= REQUIRED TASK =
Copy the full set of lines exactly as given.

## begin AVAILABLE DATA

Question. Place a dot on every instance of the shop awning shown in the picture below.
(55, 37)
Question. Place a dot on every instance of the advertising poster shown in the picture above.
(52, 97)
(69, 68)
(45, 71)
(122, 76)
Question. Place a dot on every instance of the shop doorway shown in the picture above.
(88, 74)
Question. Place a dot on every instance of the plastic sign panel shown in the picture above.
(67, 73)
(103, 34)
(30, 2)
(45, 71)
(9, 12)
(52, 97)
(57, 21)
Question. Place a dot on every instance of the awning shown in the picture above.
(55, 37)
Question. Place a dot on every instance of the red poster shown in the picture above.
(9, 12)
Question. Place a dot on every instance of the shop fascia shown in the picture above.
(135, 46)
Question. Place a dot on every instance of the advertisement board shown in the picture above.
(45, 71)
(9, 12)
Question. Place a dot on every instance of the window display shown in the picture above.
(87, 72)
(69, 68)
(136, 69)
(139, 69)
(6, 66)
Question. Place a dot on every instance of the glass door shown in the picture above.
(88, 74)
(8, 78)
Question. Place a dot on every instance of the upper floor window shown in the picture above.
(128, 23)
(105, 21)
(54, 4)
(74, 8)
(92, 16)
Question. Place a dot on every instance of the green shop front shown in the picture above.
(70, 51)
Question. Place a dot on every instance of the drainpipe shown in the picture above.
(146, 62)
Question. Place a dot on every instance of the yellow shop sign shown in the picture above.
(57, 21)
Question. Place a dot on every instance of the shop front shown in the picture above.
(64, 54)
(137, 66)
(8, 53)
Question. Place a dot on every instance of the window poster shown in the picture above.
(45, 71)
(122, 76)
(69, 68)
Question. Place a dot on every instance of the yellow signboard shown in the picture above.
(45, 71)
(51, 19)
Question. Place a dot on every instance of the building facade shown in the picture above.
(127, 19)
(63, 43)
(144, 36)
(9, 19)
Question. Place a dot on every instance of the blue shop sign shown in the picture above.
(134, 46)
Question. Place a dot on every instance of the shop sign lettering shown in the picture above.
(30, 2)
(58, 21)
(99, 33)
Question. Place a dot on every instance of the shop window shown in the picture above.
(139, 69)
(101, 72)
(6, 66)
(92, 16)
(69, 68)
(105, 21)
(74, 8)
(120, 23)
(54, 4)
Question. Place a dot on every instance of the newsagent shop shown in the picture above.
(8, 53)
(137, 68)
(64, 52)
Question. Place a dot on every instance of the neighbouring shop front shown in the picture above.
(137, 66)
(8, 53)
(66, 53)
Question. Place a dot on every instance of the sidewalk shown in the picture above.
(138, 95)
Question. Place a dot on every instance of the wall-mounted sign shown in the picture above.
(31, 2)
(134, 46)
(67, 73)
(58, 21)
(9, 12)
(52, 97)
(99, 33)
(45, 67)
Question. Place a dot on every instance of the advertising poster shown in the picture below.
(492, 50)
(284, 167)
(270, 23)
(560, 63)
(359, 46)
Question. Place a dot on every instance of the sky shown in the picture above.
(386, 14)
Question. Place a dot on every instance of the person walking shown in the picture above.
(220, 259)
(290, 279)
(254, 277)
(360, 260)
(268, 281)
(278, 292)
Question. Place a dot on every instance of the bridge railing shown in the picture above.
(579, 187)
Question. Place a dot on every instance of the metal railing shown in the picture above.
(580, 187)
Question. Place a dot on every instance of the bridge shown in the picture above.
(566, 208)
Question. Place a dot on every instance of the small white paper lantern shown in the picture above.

## end AVAILABLE DATA

= EXPECTED ANSWER =
Question. Place a dot on every instance of the shop awning shown in the picture below.
(55, 37)
Question. Place a dot on every instance of the advertising poster shown in the picture above.
(52, 97)
(69, 68)
(45, 71)
(122, 76)
Question. Place a dot on every instance of the shop doorway shown in the picture above.
(88, 74)
Question. Place a dot on every instance of the plastic sign panel shown in the picture above.
(67, 73)
(103, 34)
(30, 2)
(45, 71)
(9, 12)
(52, 97)
(57, 21)
Question. Place a dot on every instance of the awning shown in the picture above.
(55, 37)
Question. Place a dot on every instance of the red poster shown in the picture above.
(9, 12)
Question. Place a dot on every instance of the shop fascia shown in the picture above.
(135, 46)
Question. Place a dot on every instance of the advertisement board shown in the picture above.
(45, 71)
(9, 12)
Question. Place a dot on every instance of the window display shown in the picture above.
(87, 72)
(69, 68)
(136, 69)
(139, 69)
(6, 66)
Question. Place a dot on every instance of the glass door shown in the picture above.
(88, 74)
(8, 78)
Question. Place a dot on every instance of the upper floor window shown in the picture above.
(128, 23)
(105, 21)
(54, 4)
(74, 8)
(92, 16)
Question. Place a dot on every instance of the green shop front shown in the picture above.
(70, 51)
Question. Place a dot on every instance of the drainpipe shown in the picture above.
(146, 62)
Question. Place a dot on every instance of the yellow shop sign shown in the picture above.
(57, 21)
Question. Place a dot on every instance of the shop front shown in the picture above.
(64, 54)
(137, 66)
(8, 53)
Question. Place a dot on every instance of the window poster shown in the picture above.
(45, 71)
(122, 76)
(69, 68)
Question. Place a dot on every instance of the yellow signboard shown in the picture above.
(45, 71)
(51, 19)
Question. Place a dot on every instance of the building facade shown in the picture above.
(127, 19)
(63, 43)
(144, 36)
(9, 19)
Question. Place a dot on every instance of the blue shop sign shown in the picture above.
(134, 46)
Question. Place a dot on every instance of the shop sign lettering shown in the picture above.
(30, 2)
(58, 21)
(99, 33)
Question. Place a dot on every instance of the shop window shown in the picture above.
(139, 69)
(101, 72)
(6, 66)
(92, 16)
(69, 68)
(105, 21)
(74, 8)
(120, 23)
(54, 4)
Question. Place a dot on every instance of the newsagent shop shown in the picture above.
(8, 53)
(137, 68)
(64, 52)
Question. Place a dot on every instance of the neighbouring shop front shown in the picture above.
(137, 66)
(8, 53)
(66, 53)
Question. Place a dot on every instance of the sidewalk shown in the picture above.
(138, 95)
Question. Place a dot on every instance of the wall-mounted sign shown in the picture above.
(31, 2)
(134, 46)
(67, 73)
(58, 21)
(9, 12)
(52, 97)
(99, 33)
(45, 67)
Question. Place a dot on every instance of the advertising poster shown in the picture below.
(492, 50)
(284, 167)
(270, 23)
(560, 63)
(359, 46)
Question. Place a dot on every instance of the sky shown in the picture above.
(386, 14)
Question. Place a dot on every instance of the person walking shown in the picture above.
(220, 259)
(290, 279)
(254, 277)
(360, 260)
(268, 281)
(278, 292)
Question. Place a dot on every instance of the bridge railing shown in the picture above.
(579, 187)
Question. Place a dot on every instance of the metal railing shown in the picture above.
(580, 187)
Question. Place a dot on every instance of the bridge shown in the picture above.
(566, 208)
Question. Place a dot on every instance of the small white paper lantern shown in the picture above.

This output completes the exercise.